> [Task goal]:
Word for word, transcribe the lines from the one containing "Reviewer note: confirm that each instance of the blue" through the end of the entries, both included, and nothing else.

> [Record set]:

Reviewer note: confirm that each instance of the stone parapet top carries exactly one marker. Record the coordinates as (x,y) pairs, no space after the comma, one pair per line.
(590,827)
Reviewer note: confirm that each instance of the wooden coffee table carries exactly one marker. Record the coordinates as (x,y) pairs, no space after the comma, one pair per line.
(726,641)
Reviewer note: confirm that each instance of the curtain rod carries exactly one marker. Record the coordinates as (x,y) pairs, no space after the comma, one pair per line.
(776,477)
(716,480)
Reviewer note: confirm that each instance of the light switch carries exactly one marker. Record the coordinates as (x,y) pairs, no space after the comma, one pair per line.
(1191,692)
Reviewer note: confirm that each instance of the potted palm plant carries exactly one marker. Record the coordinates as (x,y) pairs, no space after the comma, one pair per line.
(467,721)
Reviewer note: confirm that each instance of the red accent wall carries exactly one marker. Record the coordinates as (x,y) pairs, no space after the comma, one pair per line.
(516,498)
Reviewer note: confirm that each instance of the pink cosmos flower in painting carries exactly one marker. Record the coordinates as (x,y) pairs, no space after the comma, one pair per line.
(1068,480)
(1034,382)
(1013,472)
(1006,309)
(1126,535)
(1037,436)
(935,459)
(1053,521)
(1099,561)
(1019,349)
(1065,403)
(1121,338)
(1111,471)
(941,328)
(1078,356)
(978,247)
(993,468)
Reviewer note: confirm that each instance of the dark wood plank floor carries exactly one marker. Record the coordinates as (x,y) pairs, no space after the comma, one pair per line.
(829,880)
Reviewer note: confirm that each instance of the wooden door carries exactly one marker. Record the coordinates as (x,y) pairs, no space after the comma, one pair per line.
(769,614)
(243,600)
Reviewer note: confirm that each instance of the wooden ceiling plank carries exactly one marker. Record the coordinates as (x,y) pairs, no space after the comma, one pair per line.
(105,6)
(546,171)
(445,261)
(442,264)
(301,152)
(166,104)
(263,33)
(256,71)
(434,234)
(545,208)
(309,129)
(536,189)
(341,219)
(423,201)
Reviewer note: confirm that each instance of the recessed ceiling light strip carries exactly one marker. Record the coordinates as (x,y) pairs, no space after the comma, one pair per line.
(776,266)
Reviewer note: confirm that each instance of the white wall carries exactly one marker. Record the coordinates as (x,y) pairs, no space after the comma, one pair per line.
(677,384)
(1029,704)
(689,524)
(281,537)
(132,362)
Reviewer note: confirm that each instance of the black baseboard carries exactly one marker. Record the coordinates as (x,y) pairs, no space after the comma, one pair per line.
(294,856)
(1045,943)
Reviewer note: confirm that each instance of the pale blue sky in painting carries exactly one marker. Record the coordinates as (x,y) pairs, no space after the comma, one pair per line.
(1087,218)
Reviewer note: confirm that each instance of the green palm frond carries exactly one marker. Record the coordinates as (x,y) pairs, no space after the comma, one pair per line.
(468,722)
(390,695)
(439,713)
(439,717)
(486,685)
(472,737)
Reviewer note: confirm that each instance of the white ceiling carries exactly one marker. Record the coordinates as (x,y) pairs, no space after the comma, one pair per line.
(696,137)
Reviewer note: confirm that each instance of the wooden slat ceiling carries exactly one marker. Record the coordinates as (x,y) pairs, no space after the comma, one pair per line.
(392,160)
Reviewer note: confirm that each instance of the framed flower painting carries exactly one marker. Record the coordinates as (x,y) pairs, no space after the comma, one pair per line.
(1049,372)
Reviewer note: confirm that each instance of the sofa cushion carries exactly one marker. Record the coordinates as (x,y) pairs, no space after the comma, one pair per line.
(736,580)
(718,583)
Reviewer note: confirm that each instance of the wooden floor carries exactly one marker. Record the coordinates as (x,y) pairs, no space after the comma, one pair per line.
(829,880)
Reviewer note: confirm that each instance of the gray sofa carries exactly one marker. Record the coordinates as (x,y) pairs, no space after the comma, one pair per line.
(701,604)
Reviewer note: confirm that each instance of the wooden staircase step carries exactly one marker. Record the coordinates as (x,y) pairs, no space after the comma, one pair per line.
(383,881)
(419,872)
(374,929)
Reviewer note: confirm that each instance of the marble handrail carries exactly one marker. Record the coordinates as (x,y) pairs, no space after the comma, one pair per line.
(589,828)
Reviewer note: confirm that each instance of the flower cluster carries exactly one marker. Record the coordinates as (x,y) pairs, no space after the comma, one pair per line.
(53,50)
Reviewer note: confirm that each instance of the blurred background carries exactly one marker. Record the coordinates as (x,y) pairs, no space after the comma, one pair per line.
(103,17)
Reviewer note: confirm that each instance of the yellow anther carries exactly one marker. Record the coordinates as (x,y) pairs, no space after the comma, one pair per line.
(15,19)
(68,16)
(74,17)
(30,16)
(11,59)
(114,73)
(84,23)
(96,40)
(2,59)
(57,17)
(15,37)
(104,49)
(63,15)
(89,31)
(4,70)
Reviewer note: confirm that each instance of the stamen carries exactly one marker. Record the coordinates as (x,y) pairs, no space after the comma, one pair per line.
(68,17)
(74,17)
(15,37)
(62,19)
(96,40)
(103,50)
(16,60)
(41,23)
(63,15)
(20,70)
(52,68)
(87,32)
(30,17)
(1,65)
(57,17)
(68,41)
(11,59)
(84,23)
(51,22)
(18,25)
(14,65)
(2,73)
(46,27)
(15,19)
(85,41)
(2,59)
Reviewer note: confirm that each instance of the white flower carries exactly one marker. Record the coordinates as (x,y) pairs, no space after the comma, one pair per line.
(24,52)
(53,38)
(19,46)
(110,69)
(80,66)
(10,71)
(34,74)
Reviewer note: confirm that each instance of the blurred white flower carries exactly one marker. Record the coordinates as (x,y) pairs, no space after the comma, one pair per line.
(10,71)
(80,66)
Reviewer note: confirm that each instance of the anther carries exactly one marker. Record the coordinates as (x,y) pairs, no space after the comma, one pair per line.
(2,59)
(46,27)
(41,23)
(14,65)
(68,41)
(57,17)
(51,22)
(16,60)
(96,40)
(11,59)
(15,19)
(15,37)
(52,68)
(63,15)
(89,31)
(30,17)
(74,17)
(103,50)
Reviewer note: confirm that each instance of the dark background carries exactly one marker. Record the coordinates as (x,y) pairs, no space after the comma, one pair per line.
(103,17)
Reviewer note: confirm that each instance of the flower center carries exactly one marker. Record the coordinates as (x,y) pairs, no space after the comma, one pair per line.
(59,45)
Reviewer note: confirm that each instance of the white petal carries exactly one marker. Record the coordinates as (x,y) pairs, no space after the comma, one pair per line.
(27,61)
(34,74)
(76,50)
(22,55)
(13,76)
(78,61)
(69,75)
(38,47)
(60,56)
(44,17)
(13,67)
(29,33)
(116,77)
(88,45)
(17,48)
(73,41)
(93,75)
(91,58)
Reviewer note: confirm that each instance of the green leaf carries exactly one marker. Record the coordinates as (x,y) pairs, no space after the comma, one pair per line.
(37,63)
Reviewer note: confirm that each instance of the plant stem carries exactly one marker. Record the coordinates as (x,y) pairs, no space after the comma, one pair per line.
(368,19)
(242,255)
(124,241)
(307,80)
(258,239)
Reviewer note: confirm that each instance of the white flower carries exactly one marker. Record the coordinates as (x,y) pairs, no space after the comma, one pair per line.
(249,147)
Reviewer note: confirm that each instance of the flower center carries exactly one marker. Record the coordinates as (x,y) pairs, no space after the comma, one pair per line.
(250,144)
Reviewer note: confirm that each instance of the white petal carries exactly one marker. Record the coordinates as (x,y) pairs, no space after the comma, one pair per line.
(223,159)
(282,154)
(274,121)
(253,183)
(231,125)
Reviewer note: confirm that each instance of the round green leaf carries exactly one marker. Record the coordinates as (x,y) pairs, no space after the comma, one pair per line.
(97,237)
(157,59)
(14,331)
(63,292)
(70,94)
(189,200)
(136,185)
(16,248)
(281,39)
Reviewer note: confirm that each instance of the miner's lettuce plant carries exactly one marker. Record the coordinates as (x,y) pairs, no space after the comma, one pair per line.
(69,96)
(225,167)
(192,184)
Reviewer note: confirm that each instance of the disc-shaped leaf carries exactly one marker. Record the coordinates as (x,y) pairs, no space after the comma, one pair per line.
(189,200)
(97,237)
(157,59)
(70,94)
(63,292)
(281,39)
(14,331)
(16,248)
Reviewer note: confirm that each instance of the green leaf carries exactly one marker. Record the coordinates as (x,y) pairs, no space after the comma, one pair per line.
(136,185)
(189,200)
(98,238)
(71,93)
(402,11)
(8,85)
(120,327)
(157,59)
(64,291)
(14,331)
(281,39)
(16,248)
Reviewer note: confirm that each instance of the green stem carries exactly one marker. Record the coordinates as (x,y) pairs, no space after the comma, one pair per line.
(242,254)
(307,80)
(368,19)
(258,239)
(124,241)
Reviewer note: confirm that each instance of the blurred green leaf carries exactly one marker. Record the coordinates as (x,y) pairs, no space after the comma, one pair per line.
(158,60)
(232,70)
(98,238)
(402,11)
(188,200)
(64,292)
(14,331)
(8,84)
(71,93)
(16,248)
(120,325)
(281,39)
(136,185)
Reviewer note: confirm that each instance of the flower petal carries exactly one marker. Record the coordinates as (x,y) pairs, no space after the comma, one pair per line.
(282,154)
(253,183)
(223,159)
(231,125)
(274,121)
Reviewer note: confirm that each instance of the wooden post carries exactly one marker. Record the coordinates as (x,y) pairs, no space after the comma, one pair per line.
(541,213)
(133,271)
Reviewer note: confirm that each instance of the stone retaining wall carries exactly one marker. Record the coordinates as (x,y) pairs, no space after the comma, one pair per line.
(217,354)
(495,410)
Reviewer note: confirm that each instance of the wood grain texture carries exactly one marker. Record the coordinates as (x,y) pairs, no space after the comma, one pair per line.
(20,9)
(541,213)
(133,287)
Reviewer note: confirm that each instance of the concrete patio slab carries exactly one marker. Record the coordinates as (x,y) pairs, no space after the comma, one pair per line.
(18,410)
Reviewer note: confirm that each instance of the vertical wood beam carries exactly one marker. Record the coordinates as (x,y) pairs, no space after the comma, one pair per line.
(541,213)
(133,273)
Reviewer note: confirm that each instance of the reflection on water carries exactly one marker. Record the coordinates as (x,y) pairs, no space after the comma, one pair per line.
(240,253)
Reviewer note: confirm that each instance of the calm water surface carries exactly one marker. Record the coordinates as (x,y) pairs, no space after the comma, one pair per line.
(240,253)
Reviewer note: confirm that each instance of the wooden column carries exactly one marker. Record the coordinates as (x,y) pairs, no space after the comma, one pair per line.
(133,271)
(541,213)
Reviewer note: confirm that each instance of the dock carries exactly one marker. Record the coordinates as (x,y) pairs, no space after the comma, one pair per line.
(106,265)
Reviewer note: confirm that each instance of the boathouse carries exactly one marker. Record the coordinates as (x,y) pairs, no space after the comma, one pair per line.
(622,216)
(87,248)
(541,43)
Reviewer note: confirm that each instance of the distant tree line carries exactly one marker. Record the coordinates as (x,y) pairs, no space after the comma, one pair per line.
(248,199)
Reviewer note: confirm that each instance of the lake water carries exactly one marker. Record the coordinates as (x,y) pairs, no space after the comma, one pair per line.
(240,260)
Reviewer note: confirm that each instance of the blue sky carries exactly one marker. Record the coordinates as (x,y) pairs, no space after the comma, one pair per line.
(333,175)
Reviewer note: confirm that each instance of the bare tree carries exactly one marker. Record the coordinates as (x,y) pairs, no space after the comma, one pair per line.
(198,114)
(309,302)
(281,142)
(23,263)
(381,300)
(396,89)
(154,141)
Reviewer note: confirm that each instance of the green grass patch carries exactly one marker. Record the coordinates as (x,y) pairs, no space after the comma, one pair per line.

> [Exercise output]:
Reviewer note: confirm that each instance of the blue sky carries exactly one marker. Record the coordinates as (x,y) pairs, no space after the comma, one pair per line.
(333,175)
Reviewer note: confirm that each instance of the bare tree carries exactly one marker. Record the coordinates as (x,y) pairs, no space after the comma, one pair per line.
(198,114)
(309,302)
(281,142)
(23,263)
(381,300)
(396,89)
(154,141)
Reviewer note: confirm that each instance of the green grass patch carries exactly one marker. Record the coordinates as (x,y) pairs, no space after the comma, one pair per line.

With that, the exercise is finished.